__Exercise input__:

────

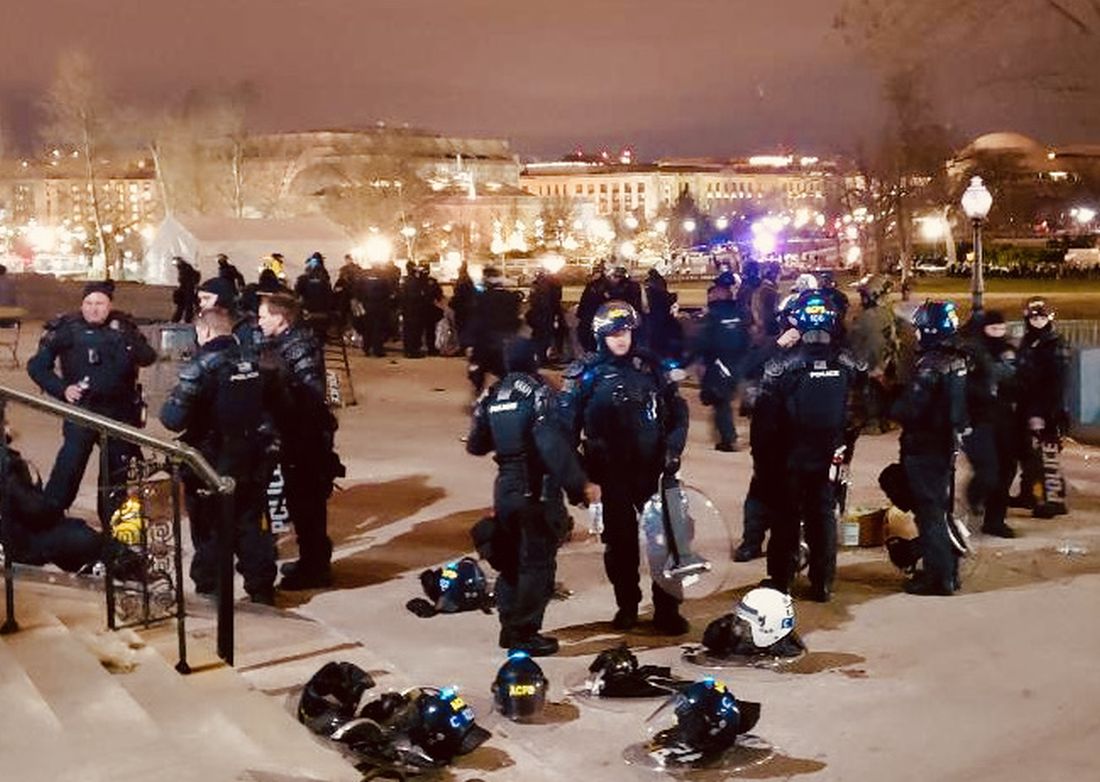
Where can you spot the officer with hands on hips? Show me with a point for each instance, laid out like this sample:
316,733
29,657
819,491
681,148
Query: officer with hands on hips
99,352
635,426
516,419
219,406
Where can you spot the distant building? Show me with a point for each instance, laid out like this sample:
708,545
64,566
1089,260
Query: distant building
716,186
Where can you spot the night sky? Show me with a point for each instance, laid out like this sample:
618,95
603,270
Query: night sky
714,77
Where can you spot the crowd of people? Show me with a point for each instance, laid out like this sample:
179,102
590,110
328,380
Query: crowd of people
810,375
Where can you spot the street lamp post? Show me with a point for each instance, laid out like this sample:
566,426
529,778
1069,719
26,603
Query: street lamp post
977,202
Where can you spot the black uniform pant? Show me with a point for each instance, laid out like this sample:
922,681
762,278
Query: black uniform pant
524,592
624,495
374,326
73,458
930,476
253,542
810,504
411,333
307,491
989,448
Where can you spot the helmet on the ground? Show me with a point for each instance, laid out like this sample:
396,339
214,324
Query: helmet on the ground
1037,306
708,719
805,282
613,317
935,321
331,696
872,287
520,686
459,585
444,725
814,311
769,615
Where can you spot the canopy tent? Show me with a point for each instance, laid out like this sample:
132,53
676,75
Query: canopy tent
199,240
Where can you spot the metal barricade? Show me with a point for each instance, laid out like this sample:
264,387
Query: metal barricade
154,486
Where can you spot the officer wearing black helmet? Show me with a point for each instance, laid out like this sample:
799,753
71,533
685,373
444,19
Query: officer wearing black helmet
98,351
219,407
1043,362
635,427
804,398
516,419
933,415
307,430
873,340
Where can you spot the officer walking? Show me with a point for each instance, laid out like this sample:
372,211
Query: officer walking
1044,367
805,397
99,352
722,347
517,420
873,340
495,320
219,407
932,411
635,427
307,430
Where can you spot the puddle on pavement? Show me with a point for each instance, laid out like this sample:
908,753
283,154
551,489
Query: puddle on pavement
362,507
780,766
992,569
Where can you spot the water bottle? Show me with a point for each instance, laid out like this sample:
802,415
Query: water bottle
596,518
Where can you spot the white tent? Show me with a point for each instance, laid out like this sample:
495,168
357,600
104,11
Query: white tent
198,240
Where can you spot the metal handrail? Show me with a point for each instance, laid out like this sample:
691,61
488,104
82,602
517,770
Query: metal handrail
178,455
177,452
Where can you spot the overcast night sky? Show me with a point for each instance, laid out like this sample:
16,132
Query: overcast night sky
717,77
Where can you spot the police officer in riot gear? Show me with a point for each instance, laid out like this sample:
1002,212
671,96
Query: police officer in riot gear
495,319
635,426
516,419
873,340
804,397
219,407
993,439
1043,362
307,430
933,415
721,348
99,351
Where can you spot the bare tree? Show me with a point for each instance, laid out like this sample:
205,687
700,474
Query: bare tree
79,116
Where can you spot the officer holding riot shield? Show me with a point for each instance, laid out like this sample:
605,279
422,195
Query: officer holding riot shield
635,427
516,420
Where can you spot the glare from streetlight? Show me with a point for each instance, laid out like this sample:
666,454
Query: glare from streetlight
977,200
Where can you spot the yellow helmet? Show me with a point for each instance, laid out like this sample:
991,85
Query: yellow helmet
127,522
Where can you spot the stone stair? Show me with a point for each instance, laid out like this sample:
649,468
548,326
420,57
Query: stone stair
64,716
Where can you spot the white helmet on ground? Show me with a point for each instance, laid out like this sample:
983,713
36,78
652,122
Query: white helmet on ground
769,615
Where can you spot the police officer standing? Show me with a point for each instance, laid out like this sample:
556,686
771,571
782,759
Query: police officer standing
932,411
495,320
635,426
722,347
99,352
993,439
1044,367
219,406
516,418
307,430
805,396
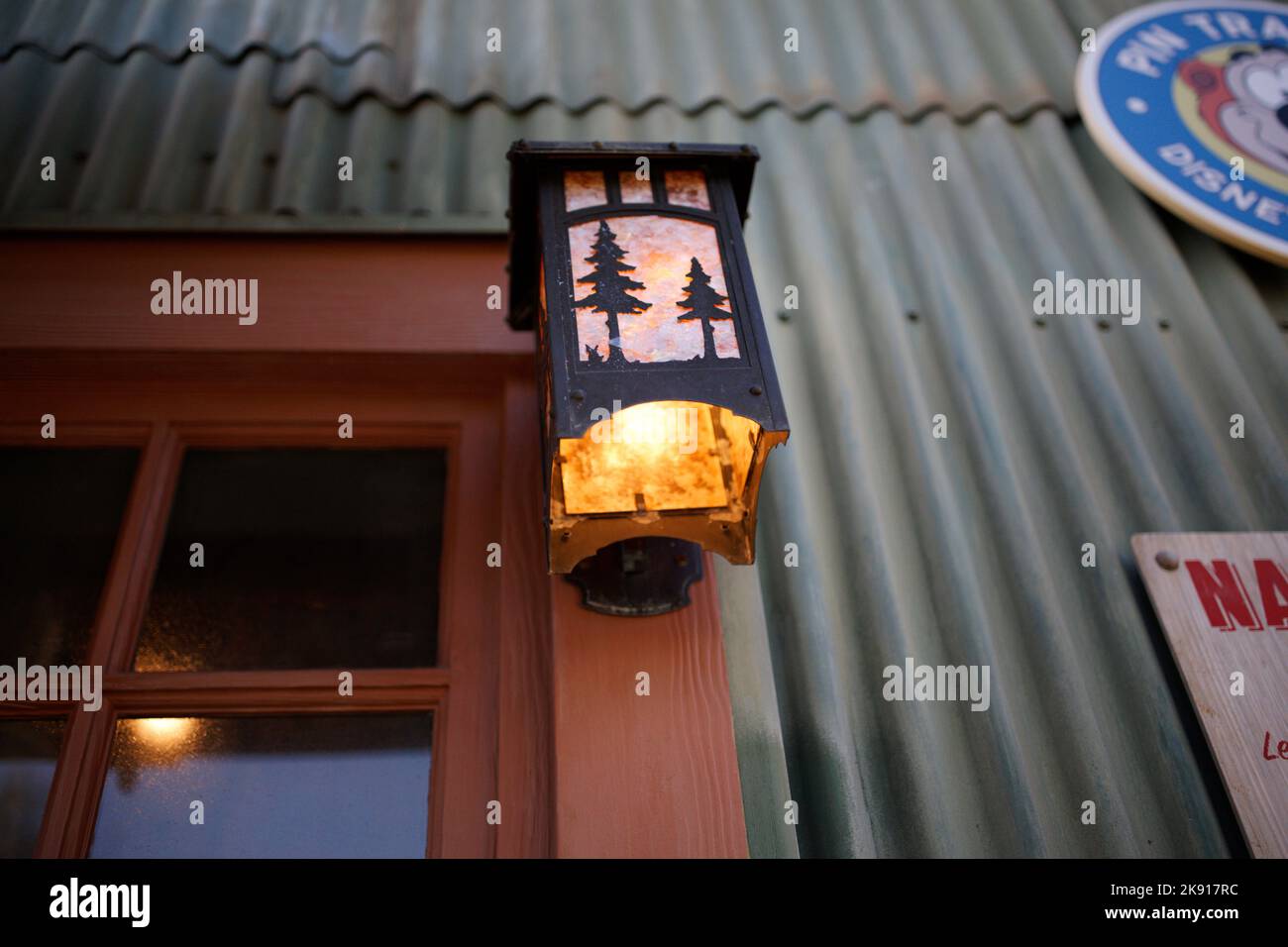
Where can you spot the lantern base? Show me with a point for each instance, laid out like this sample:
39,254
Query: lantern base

────

__How to complete this task__:
Write only the number of lines in the entries where the string "base" occurs.

__Answer to this exercise__:
2